▶ **Work to do**
Copy the records below word for word, every line, but leave out the pictures.

##########

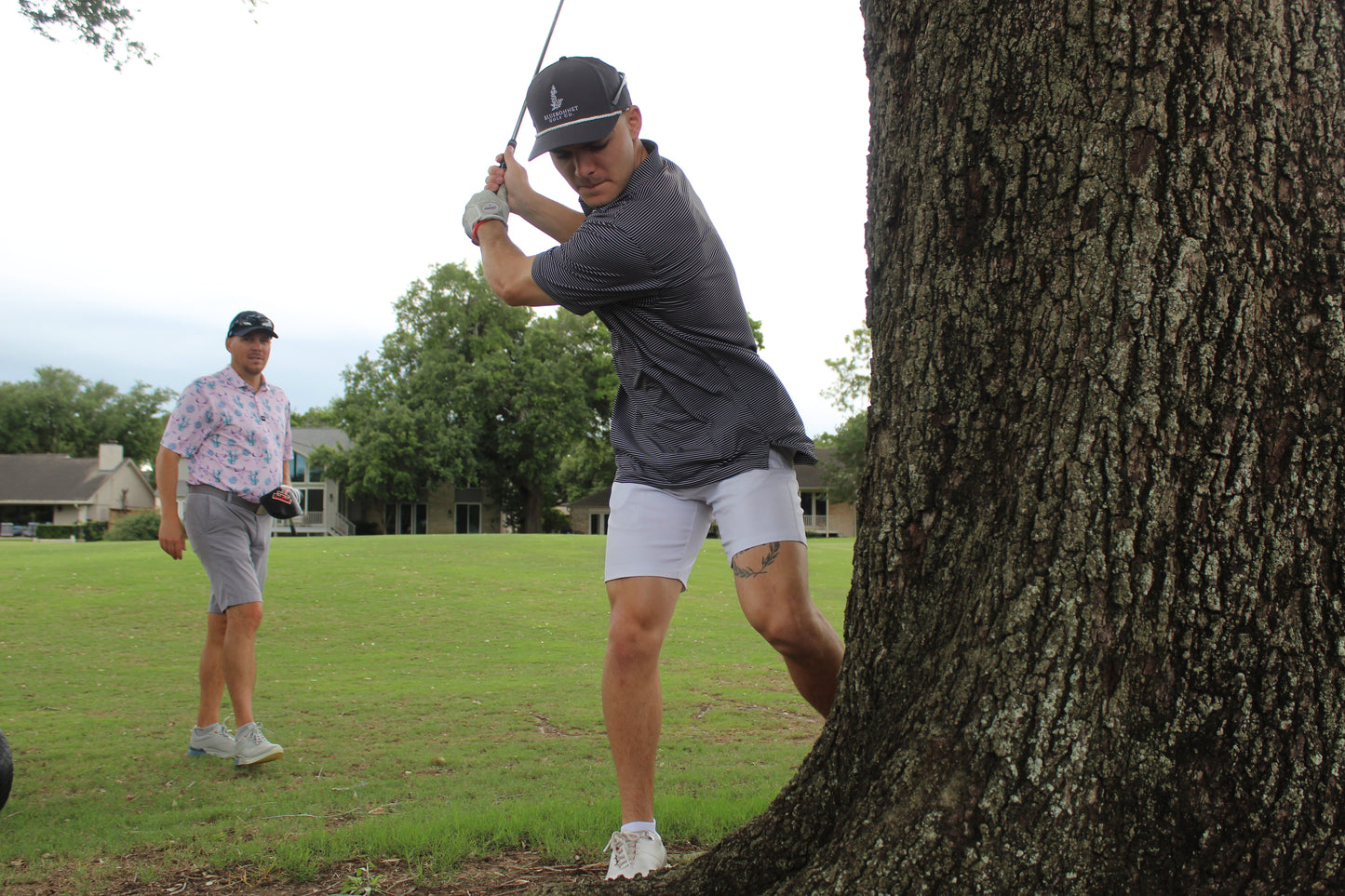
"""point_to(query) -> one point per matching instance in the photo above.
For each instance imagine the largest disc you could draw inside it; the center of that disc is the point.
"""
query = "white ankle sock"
(629, 827)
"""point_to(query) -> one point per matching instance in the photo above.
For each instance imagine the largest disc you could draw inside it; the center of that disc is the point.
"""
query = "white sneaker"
(253, 745)
(635, 854)
(213, 740)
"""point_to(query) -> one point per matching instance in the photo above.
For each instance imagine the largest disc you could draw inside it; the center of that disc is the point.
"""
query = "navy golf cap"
(247, 322)
(573, 101)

##########

▶ **Correct response**
"""point_to(query) -> one point per matching instance in the photo above.
For each instance imagine the largest disc you could draw inside it; the center of that disc is the point.
"""
query = "white ankle sock"
(629, 827)
"""point_to(query) -> one point per matching instance in the photo above.
For each instance imagine the largest disc you could draw inside it; the center of that disc is the point.
"""
query = "white sneaker"
(253, 745)
(635, 854)
(213, 740)
"""point_to(query) -> one point per matching instance in the photo above.
For each instance imagine the largest disc you could draw inside it; the center of that disc is the point.
"""
query = "navy golf cap"
(247, 322)
(573, 101)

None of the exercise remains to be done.